*Page text*:
--------------------------------------------------

The Logic of The Incarnation – I.e. that Something Can Be Present While Remaining Utterly Unknown...

Way, Truth and Life

So what do we mean by the ‘truth of the world’? Simply speaking I am here referring to everything that makes itself known to us. To attempt to speak the truth in this worldly sense is to talk of something that has appeared in some way…

So what is the truth of Christ, i.e. what is it that Christ seems to be talking about when he talks about truth? Is it possible that Christ is speaking precisely of something that does not make itself manifest (the truth of the world), of something that cannot be spoken about via the contemporary scientific and empirical discourse?

--------------------------------------------------

Records drawn from a data source
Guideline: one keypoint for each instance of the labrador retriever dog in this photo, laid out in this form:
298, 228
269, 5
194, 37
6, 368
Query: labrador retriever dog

--------------------------------------------------

*To do*:
• 1. List every sentence in the text on the Incarnation that ends with a question mark.
• 2. Edit the text on the Incarnation from "Way, Truth and" up to and including "and empirical discourse?", putting "language" in place of "discourse".
• 3. Proceed with the text on the Incarnation, picking up after its last sentence.

*Exercise answers*:
• 1.
- So what do we mean by the ‘truth of the world’?
- So what is the truth of Christ, i.e. what is it that Christ seems to be talking about when he talks about truth?
- Is it possible that Christ is speaking precisely of something that does not make itself manifest (the truth of the world), of something that cannot be spoken about via the contemporary scientific and empirical discourse?

• 2.
Way, Truth and Life

So what do we mean by the ‘truth of the world’? Simply speaking I am here referring to everything that makes itself known to us. To attempt to speak the truth in this worldly sense is to talk of something that has appeared in some way…

So what is the truth of Christ, i.e. what is it that Christ seems to be talking about when he talks about truth? Is it possible that Christ is speaking precisely of something that does not make itself manifest (the truth of the world), of something that cannot be spoken about via the contemporary scientific and empirical language?

• 3.
…we can begin to perceive the logic of the incarnation – i.e. that something can be present while remaining utterly unknown…

So what is the truth of Christianity if it is not something measurable by the truth of the world? The gospels often make the claim that the truth of Christianity is life. In order to understand why this truth claim operates at a different level than the truth of the world let us reflect upon the notion of life. Upon close reflection it becomes clear that I cannot experience your life (all I see are movements in your flesh etc.). Your life is not accessible to me directly but is inferred by me. But more fundamentally my own life is not accessible to me either. I do not experience my life but rather my life is what opens me up to experience. While I enjoy my life I do not ‘experience’ it. It is present but not intelligible and therefore not able to be understood via the truth of the world (while ‘biology’ is a term that refers to the study of life, in reality it is the study of dead matter for life cannot be found on a dissecting table in a lab).

…Christianity, whether true or false on its own terms, is not fundamentally a metanarrative which makes claims on the level of the ‘truth of the world’. Rather it claims a different type of truth, something which can never be rendered intelligible to empirical method but that none the less can make itself known via its presence – i.e. life in all its fullness. Is this not what we learn from the testimony of the man healed from a lifetime of blindness – he does not make any epistemic claims but simply shouts out, ‘I once was blind but now I see’.